How China Made Sure There'd Be No 'Touch of Sin' at the Oscars
By Jonathan Landreth

On January 3, the film critics of The New York Times published their Oscar
nominations wish list. Many of their wishes came true and on Sunday night
the Academy of Motion Picture Arts and Sciences will broadcast its annual
celebration of Hollywood and bestow golden statuettes on the handful of
films its members voted the best made in 2013.

Missing from the party will be one film that two of the three leading
Times critics claimed was deserving not only of a nomination for Best
Picture but also was so good that its Chinese maker should get a shot at
winning the Best Director award.

The film, A Touch of Sin, is a portrait of despair and violence ripped
from newspaper headlines in modern China so close to home that censors
there never cleared it for domestic distribution. Times critic Manohla
Dargis called its director, Jia Zhangke, “one of the fewfilmmakers of any
nationality who weighs the impact of social and political shifts on
people—in every shot.” Colleague A.O. Scott also tipped Jia for Best
Director and A Touch of Sin for Best Film. Dargis went further, suggesting
nominations for Best Screenplay, Best Supporting Actor (Jiang Wu) and Best
Supporting Actress (Zhao Tao). (You can watch Jia's September 2013
appearance at Asia Society in New York here
<http://asiasociety.org/new-york/filmmaker-jia-zhangke-confronts-everyday-v
iolence-touch-sin>.)

Jia’s writing did win the Best Screenplay award at the Cannes Film
Festival in May. In September, A Touch of Sin premiered
<http://www.filmlinc.com/nyff2013/films/a-touch-of-sin> in the U.S. at the
New York Film Festival and then distributor Kino Lorber tried out a
limited release in big city America. But the film’s arresting and
beautifully shot four-part story, was, for the most part, more than most
U.S. audiences went in for, no surprise
<https://www.chinafile.com/can-chinas-leading-indie-film-director-cross-ove
r-america> given that the typical American moviegoer just doesn’t do
subtitles. Before long, Jia and Zhao were back in China, their brave work
relegated to illegal bittorrent sites, pirated DVDs and museum
retrospectives.

Film producers who have watched the rapid growth of Hollywood’s interest
in China’s film industry (mostly for its ready cash and its hungry,
growing moviegoing public) are not surprised by Jia’s absence from the
Oscars. It takes considerable money and marketing muscle to sculpt a
contender in the eyes of the Academy members who nominate and then vote on
the Oscar winners, says Janet Yang, who, in 1986, was on the first
Hollywood studio delegation to China
<http://blogs.wsj.com/scene/2012/04/18/the-american-dream-alive-and-well-in
-china/> after the Cultural Revolution.

“How often has a foreign-language film ever been nominated for Best
Picture?” Yang asks, answering her own question. “Almost never.”

# WHAT TO DO
**a.** Based on the article about A Touch of Sin and the Oscars, do these statements agree with it? Answer yes or no for each and quote the words that decide it.
(i) Jia's writing won the Best Screenplay award at the Cannes Film Festival.
(ii) Censors in China cleared the film for domestic distribution.
(iii) All three leading Times critics said the film deserved a Best Picture nomination.
**b.** Answer these questions from the article about A Touch of Sin and the Oscars:
(i) Which distributor tried a limited release of the film in big city America?
(ii) In what year was Janet Yang on the first Hollywood studio delegation to China after the Cultural Revolution?
(iii) Whom did Dargis suggest for a Best Supporting Actress nomination?
**c.** Write the next part of the article about A Touch of Sin and the Oscars, picking up after its final sentence.

# DATA ROWS
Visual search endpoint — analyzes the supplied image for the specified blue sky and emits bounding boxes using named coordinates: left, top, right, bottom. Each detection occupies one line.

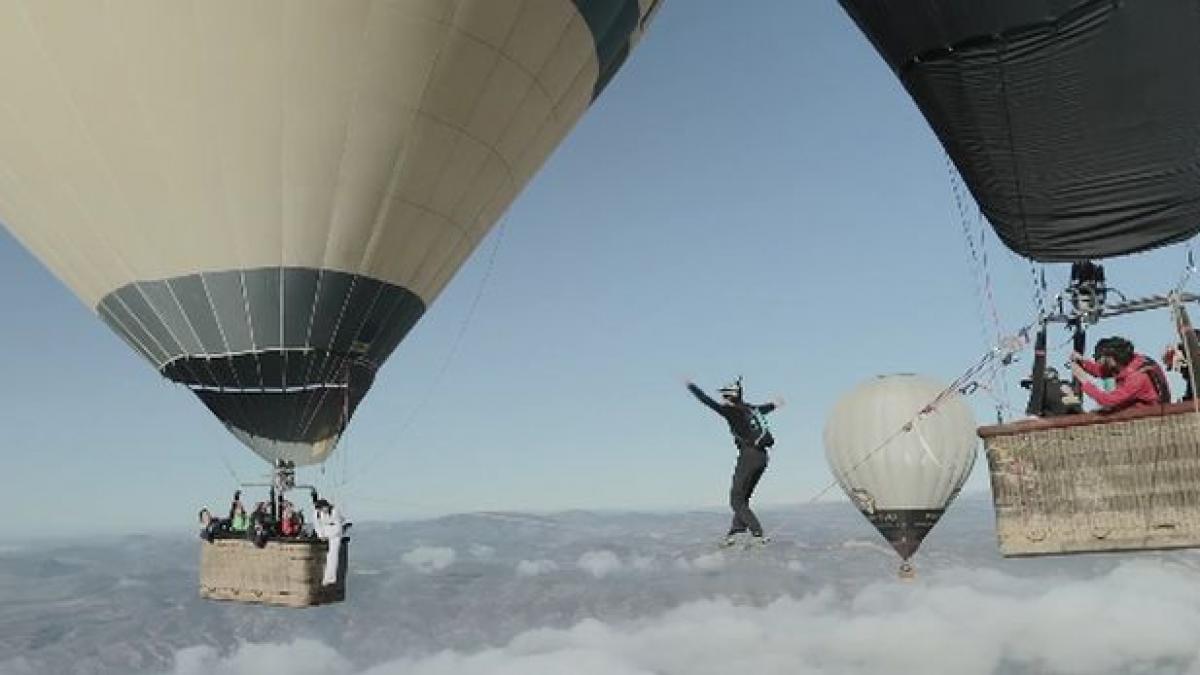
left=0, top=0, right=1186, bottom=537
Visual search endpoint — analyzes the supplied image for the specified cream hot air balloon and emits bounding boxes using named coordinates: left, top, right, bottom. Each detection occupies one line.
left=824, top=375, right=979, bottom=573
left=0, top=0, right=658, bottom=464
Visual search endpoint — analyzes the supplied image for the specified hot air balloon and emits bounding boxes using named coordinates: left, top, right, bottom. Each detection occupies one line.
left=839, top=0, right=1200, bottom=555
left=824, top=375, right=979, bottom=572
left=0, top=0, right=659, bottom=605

# SET OF ANSWERS
**a.**
(i) Yes: "Jia’s writing did win the Best Screenplay award at the Cannes Film Festival in May."
(ii) No: "censors there never cleared it for domestic distribution."
(iii) No: "two of the three leading Times critics claimed was deserving not only of a nomination for Best Picture"

**b.**
(i) Kino Lorber
(ii) 1986
(iii) Zhao Tao

**c.**
British director Danny Boyle’s sleeper hit Slumdog Millionaire won Best
Picture in 2008 (and seven other Oscars), but only a small part of the
film was in Hindi and Marathi. If a subtitled film ever was to have a true
shot at a major-category Oscar it would be as a nominee for Best Foreign
Language Film. Those films that stand a chance in that category are
selected from a pool of official national submissions — films that have
enjoyed lasting theatrical release in their home countries and the full
support of their domestic industry leaders.

A Touch of Sin has thus far been denied an official release permit in
China despite Jia and the Shanghai Film Studio behind him having worked
closely with official censors from the get-go. If history is any guide,
the denial is tantamount to a ban. Without a release in China, A Touch of
Sin could not be submitted even for the Best Foreign Language Film prize.
By censoring Chinese films to uphold the ruling Communist party's view of
an appropriate cinematic portrayal of China, film authorities limit the
country's chances of winning an Oscar.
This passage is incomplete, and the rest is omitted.